- [Your goal]: Read the data, and whenever a line holds the word "below", report that line.

- [Stored data]:
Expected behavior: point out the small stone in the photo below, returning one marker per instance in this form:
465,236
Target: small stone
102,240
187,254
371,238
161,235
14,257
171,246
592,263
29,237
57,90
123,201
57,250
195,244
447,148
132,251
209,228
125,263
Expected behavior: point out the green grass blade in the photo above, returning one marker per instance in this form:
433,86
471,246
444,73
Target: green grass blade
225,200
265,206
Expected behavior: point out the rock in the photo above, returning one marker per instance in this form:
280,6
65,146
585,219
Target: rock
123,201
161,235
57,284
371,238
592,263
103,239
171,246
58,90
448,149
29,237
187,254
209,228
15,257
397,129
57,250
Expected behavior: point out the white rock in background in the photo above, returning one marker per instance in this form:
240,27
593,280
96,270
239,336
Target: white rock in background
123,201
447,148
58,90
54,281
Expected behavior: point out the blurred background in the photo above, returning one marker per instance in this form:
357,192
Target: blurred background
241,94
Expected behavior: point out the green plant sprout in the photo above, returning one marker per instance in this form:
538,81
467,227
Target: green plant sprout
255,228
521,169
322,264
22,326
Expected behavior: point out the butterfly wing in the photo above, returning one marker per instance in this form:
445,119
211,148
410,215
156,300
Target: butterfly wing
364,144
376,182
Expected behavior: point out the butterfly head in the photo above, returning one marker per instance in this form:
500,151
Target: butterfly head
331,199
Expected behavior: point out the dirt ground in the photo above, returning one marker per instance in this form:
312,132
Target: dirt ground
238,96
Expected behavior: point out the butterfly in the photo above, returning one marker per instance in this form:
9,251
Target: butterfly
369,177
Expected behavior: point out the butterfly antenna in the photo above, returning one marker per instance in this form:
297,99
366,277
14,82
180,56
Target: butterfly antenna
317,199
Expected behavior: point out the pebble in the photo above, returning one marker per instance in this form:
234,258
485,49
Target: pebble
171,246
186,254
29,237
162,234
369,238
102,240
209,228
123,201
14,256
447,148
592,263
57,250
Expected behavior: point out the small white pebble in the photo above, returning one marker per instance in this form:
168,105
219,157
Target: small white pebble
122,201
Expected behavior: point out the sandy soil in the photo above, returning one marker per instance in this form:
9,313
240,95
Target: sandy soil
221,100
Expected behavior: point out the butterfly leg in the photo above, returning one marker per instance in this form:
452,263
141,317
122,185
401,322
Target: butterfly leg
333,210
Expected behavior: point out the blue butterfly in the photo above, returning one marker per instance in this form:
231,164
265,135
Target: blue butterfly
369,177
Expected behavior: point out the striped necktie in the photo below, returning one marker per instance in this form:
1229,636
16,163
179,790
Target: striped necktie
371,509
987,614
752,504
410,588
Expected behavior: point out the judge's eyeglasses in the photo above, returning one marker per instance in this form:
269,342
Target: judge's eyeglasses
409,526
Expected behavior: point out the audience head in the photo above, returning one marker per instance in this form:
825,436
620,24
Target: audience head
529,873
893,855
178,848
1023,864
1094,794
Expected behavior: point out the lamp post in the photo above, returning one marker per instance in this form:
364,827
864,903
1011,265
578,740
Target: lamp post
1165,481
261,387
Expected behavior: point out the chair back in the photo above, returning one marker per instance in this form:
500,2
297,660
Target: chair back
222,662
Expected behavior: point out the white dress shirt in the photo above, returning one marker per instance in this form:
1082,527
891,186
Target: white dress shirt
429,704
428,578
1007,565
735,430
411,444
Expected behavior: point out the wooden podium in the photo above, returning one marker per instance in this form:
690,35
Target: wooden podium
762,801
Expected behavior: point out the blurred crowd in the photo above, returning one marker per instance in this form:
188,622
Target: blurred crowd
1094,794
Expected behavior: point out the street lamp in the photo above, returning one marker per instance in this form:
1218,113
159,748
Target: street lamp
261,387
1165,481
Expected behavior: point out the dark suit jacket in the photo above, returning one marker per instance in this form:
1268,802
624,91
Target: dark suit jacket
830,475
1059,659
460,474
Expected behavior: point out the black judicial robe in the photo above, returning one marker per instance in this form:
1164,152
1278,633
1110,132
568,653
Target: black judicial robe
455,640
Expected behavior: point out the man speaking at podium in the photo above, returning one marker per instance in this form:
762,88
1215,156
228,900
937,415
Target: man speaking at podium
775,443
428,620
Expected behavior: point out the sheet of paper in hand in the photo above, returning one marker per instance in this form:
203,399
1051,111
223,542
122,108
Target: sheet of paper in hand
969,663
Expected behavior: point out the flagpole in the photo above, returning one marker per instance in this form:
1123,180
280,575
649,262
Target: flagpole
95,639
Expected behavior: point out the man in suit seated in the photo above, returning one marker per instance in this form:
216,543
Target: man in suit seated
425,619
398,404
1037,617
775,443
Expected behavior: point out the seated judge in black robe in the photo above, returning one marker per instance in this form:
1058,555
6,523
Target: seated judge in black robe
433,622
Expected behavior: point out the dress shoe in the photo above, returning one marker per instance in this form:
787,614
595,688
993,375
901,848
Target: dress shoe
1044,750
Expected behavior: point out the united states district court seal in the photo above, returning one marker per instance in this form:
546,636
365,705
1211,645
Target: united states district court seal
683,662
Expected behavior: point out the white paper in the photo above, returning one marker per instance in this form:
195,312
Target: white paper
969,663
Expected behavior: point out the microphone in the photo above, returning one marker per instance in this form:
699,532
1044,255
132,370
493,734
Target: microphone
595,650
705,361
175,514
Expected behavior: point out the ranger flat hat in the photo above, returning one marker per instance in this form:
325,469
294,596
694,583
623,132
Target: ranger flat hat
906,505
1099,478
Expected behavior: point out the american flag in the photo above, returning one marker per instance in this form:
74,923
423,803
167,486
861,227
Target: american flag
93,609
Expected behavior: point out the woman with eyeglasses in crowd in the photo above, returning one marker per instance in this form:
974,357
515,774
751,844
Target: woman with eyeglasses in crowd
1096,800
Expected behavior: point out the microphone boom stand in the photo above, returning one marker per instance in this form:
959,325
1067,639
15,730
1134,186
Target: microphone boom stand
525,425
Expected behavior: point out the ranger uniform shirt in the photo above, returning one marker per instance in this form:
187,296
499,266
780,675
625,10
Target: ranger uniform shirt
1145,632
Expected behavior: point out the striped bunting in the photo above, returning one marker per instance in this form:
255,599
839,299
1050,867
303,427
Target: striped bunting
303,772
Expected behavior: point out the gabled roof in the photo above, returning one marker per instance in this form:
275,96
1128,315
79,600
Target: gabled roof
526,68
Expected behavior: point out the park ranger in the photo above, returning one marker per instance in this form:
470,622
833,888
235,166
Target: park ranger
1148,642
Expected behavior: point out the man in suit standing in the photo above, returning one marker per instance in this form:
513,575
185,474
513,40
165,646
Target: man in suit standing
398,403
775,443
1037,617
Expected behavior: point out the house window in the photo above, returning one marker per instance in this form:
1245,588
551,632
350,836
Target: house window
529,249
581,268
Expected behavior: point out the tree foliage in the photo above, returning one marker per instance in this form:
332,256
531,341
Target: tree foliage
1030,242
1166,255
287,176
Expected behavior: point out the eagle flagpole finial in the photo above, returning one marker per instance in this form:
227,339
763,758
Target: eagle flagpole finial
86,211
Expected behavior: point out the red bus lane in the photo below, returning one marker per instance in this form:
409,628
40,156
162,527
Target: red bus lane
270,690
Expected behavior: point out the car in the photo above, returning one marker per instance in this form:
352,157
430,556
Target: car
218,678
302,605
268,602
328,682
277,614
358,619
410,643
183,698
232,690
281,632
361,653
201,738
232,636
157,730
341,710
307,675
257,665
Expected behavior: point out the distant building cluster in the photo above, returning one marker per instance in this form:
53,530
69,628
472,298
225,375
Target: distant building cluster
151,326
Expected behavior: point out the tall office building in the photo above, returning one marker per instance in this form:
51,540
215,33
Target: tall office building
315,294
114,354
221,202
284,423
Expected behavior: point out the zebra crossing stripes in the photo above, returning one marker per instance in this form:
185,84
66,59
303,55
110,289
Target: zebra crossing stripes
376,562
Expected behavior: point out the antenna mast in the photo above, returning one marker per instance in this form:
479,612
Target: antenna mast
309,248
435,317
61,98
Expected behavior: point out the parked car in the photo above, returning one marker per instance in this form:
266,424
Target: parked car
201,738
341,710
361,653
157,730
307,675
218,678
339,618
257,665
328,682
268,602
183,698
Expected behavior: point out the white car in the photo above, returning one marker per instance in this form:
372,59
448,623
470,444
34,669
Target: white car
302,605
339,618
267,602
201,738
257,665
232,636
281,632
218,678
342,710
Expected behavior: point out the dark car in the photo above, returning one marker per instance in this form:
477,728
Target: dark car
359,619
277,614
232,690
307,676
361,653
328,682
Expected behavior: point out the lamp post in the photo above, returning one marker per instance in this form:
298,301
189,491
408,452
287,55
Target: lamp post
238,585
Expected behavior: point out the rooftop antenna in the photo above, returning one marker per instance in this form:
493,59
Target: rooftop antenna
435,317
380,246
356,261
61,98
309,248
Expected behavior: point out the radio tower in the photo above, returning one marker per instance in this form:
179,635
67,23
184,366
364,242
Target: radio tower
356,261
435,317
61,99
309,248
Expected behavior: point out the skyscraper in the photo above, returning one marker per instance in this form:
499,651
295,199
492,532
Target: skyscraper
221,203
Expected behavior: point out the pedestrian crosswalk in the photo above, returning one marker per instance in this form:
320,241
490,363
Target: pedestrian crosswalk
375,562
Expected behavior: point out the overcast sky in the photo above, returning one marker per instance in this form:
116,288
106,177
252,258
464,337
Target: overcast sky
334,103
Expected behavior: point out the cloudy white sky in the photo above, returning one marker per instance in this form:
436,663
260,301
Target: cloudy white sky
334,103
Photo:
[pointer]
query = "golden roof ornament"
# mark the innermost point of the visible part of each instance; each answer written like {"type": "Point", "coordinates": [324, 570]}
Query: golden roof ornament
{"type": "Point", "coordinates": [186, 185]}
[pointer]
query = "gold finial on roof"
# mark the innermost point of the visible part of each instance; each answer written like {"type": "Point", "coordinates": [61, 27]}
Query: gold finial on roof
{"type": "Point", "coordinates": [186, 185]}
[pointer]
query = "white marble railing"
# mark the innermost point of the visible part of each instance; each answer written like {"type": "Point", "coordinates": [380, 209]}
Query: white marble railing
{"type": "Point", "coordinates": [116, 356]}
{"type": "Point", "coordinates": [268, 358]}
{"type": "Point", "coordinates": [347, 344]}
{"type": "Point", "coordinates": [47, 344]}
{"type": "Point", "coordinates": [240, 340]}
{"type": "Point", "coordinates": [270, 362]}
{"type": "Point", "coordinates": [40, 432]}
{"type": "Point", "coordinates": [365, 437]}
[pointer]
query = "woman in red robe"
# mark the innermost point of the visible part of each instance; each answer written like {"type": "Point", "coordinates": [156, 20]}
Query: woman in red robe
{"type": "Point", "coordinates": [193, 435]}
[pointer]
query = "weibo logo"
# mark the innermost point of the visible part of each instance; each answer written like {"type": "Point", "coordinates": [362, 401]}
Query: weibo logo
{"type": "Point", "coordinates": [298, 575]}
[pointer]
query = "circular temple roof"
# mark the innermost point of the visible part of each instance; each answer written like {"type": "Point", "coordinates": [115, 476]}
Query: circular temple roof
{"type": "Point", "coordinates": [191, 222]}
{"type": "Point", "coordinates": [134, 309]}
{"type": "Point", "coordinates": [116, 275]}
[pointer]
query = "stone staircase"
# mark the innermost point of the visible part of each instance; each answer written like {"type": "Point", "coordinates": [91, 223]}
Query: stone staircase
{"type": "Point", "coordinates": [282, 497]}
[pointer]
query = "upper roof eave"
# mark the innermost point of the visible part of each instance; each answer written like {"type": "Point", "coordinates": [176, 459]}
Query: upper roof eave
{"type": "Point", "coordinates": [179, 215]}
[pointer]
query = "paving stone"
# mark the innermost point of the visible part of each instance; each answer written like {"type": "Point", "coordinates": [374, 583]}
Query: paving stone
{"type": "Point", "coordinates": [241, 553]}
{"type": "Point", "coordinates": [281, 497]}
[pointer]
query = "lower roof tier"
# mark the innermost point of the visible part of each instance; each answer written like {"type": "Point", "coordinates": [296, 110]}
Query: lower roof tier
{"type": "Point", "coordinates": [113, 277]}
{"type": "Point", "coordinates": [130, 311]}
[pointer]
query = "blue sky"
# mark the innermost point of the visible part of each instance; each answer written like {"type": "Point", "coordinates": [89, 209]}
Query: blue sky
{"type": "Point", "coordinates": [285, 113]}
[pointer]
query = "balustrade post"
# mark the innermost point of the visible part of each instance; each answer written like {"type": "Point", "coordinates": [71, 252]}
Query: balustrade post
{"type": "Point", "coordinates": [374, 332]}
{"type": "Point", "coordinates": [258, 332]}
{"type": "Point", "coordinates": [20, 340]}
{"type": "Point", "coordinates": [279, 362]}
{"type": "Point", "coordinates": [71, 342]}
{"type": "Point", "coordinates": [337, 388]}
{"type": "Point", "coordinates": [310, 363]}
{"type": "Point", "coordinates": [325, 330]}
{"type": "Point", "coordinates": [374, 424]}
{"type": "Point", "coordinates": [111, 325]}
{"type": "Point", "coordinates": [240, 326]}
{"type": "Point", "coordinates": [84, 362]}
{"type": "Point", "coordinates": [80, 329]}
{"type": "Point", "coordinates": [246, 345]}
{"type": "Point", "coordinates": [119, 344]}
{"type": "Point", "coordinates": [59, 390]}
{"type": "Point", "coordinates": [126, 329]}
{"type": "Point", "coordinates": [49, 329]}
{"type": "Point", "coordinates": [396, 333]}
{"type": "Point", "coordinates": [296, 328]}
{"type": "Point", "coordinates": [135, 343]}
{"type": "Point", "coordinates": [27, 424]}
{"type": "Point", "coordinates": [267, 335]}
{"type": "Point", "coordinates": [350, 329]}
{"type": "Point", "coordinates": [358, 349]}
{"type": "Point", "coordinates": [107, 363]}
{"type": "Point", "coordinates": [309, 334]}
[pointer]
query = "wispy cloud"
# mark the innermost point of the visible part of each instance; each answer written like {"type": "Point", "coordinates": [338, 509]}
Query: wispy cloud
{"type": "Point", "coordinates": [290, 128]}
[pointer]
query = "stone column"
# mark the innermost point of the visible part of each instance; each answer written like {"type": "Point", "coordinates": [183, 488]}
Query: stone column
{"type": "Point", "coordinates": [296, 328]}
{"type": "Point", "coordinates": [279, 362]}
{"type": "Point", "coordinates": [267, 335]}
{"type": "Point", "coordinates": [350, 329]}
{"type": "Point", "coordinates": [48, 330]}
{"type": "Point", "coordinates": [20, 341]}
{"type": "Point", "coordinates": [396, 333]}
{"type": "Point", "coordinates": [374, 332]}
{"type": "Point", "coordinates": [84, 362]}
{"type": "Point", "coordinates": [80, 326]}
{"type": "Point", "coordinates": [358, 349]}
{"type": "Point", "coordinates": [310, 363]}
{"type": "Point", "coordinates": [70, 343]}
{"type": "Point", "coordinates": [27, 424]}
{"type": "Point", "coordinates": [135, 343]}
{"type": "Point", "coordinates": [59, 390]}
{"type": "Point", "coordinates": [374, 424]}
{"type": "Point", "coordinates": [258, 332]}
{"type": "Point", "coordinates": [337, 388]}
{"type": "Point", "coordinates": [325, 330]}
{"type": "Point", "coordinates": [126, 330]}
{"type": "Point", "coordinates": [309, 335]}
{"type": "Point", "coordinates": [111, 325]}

- [Result]:
Expected behavior: point out the small stone in the photo below, returning one marker per instance in this form:
Expected behavior: point out the striped necktie in the photo below, returning one marker per instance in this form:
Expected behavior: point out the red bus lane in the photo below, returning one marker per instance in this form:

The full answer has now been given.